## Task directions
Count the lines of the material below that contain the string "every", matching case exactly. Give only the number.

## Provided data

::::

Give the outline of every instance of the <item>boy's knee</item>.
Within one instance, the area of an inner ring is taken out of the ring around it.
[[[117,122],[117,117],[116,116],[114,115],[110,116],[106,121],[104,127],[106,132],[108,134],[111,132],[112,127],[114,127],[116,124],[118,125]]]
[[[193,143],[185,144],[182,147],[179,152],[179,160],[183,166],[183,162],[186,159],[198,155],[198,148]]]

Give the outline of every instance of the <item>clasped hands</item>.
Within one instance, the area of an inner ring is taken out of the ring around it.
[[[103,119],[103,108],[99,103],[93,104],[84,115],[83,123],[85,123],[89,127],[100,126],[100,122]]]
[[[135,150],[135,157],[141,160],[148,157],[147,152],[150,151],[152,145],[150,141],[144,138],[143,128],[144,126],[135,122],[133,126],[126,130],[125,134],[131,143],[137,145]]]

::::

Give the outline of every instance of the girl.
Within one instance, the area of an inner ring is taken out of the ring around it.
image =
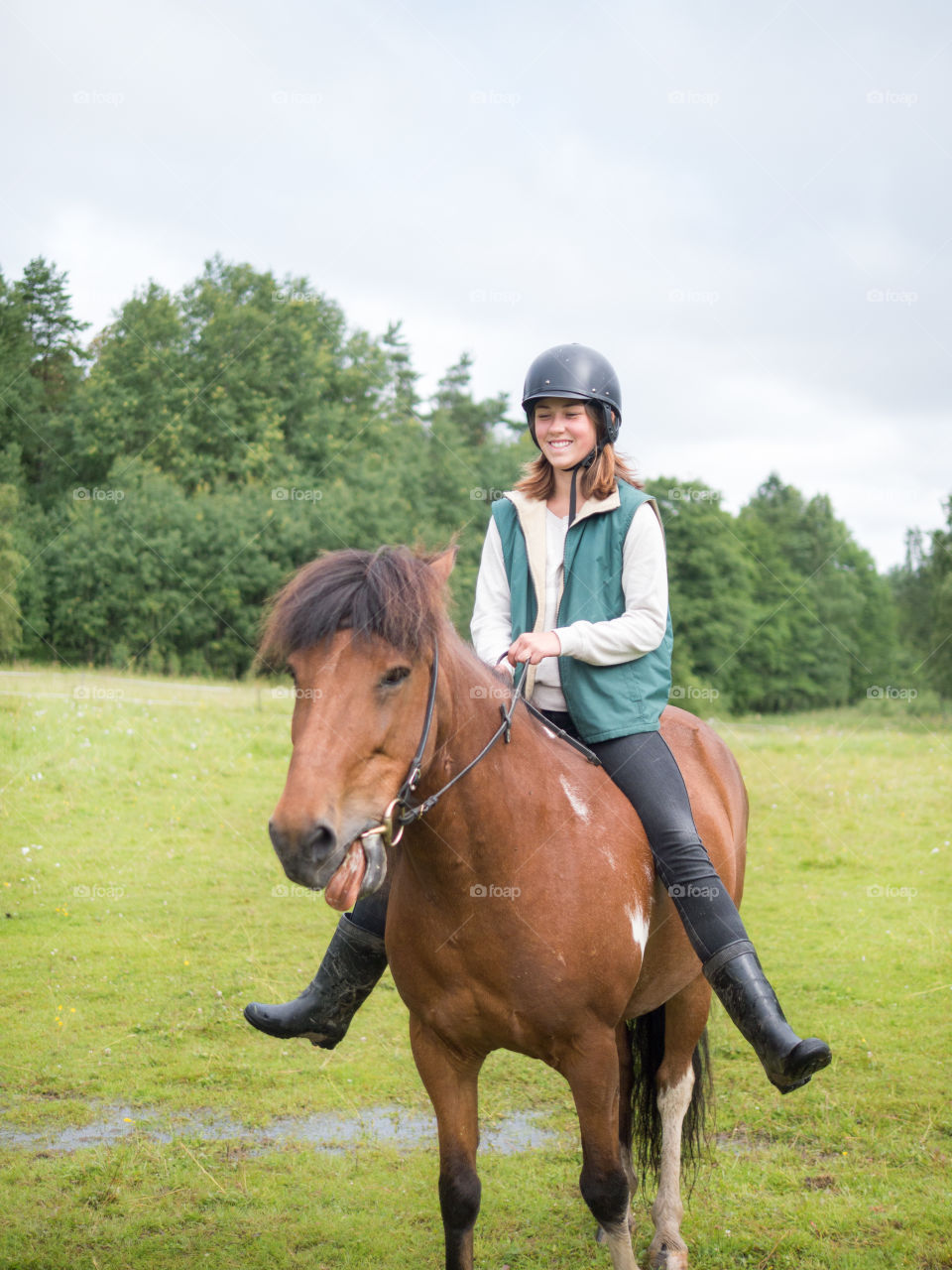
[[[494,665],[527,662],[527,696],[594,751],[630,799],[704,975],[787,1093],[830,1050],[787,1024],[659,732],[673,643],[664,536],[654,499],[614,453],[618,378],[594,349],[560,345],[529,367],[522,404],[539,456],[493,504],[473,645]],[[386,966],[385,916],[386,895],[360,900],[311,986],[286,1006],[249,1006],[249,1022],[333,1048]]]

::::

## Result of the exercise
3